### [Supplied passage]
----------------

In the third cause of action, plaintiffs allege that the OZ Funds breached the sale agreements by appointing Carbolic as the CCR thereby removing CWCI from that role. The fifth cause of action alleges that Carbolic and the OZ Funds breached the letter agreements by that same conduct. In Section 5(a)(i)(A) of the sale agreements, the OZ Funds promised not to "direct, or join or acquiesce in . . . any direction, to terminate or remove [CWIC] (the ". . . Collateral Manager") under the related [CMA]." In Section 5(a)(i)(B), they agreed not to "consent to or approve of any amendment to the [indenture] that would . . . reduce the rights of the . . . Collateral Manager." In the letter agreements, Carbolic made the same promises.
The motion court should have dismissed these claims since the documentary evidence establishes that no breach occurred. Section 5(a)(i)(A), and the mirror provision in the letter agreements, only prohibit acts related to removal of CWCI as collateral manager. It is undisputed that CWCI was never removed as collateral manager. Indeed, the notice letters appointing Carbolic as the new CCR say nothing about CWCI's role as collateral manager, much less purport to remove CWCI from that role.

----------------

### [Information supplied]

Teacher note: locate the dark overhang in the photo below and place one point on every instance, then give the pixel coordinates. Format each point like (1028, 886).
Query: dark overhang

----------------

### [What this exercise asks]
**a)** Print the part of the passage on the breach claims that begins with the words "The motion court" and ends after the words "remove CWCI from that role.".
**b)** In the passage on the breach claims, which two causes of action rest on the appointment of Carbolic as the CCR?
**c)** Go on with the court's passage on the breach claims against Carbolic and the OZ Funds, starting after its final sentence.

### [Task results]
**a)**
The motion court should have dismissed these claims since the documentary evidence establishes that no breach occurred. Section 5(a)(i)(A), and the mirror provision in the letter agreements, only prohibit acts related to removal of CWCI as collateral manager. It is undisputed that CWCI was never removed as collateral manager. Indeed, the notice letters appointing Carbolic as the new CCR say nothing about CWCI's role as collateral manager, much less purport to remove CWCI from that role.

**b)** The third and fifth causes of action.

**c)**
We find unavailing plaintiffs' argument that appointing Carbolic as the CCR is the same as directly removing CWCI as collateral manager because the only substantive duty of the collateral manager is to serve as or appoint the CCR. The offering memorandum attached to the amended complaint shows that the role of the CCR is separate and distinct from the function of the collateral manager. Further, the CMA itself lists a host of services that the collateral manager must provide, separate and apart from those related to the CCR.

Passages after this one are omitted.